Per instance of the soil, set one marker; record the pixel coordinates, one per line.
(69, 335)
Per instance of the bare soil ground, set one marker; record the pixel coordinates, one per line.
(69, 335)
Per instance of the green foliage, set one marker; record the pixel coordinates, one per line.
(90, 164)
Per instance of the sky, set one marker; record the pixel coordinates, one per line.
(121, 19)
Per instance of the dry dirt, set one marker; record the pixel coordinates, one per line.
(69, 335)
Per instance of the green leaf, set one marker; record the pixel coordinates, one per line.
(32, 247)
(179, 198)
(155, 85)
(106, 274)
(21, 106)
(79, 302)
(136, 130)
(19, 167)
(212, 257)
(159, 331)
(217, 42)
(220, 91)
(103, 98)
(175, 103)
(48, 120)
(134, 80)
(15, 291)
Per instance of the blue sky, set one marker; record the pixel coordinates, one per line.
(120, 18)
= = =
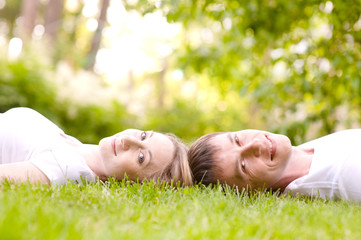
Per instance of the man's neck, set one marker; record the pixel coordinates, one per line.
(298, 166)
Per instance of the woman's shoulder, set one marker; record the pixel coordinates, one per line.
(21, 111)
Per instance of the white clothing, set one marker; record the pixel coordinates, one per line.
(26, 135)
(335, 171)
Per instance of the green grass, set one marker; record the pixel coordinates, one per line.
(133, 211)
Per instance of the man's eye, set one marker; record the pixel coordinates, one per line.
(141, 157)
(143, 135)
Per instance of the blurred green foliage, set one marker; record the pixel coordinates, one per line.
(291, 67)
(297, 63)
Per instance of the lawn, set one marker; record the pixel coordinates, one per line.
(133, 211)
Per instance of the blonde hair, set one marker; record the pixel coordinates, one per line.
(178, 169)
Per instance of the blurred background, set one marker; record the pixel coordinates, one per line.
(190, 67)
= = =
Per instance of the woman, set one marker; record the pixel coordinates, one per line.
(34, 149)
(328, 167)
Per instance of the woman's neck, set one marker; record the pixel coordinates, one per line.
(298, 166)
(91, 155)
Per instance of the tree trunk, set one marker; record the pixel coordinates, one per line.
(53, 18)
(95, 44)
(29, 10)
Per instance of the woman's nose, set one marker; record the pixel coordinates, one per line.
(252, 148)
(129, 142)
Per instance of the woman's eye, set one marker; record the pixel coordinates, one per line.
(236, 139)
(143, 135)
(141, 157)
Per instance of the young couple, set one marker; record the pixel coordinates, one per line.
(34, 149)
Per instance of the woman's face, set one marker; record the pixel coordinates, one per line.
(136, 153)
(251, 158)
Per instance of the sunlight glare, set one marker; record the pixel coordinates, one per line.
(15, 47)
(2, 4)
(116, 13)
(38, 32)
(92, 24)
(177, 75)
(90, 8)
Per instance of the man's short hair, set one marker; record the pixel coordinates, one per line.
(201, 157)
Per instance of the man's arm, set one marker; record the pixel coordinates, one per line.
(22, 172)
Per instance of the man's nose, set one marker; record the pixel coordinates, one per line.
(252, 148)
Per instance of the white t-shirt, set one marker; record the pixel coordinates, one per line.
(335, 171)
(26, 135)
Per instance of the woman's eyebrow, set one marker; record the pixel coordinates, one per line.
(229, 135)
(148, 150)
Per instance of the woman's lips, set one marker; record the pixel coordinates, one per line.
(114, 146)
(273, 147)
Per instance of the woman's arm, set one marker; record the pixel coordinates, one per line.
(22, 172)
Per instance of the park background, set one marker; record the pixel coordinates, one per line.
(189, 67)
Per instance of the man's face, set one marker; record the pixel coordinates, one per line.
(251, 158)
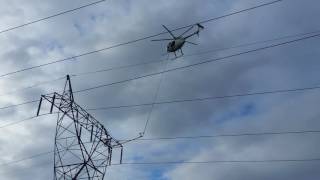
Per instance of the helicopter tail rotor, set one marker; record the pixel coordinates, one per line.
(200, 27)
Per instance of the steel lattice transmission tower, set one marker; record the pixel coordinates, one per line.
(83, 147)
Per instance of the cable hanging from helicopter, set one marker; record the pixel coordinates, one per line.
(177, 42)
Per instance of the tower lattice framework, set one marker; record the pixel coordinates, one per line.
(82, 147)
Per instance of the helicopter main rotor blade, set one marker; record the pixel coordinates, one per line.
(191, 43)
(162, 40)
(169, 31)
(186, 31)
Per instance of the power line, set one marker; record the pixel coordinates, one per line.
= = =
* PROBLEM *
Give the exact lines, and only those, from the line containing "Per instance of the helicopter tail" through the line containing "Per instance of the power" in the entries above.

* TASK OUTPUT *
Per instance of the helicopter tail rotor, set one marker; record the pixel coordinates, one per line.
(200, 27)
Per instance of the steel lattice transmission tower, set one marker; record the pixel coordinates, one per line.
(83, 147)
Per instance of the cable hanging from helicopter, set one marker; record the pixel coordinates, one per line.
(177, 42)
Per instance of the tower lattice framework, set one marker; record the pixel coordinates, one per line.
(82, 147)
Per instance of the helicopter main rotor blade, set one marker; record the pixel coordinates, one per line.
(191, 43)
(162, 40)
(169, 31)
(186, 31)
Per instance of the power line, set one marker; record the pixel coordinates, one per line.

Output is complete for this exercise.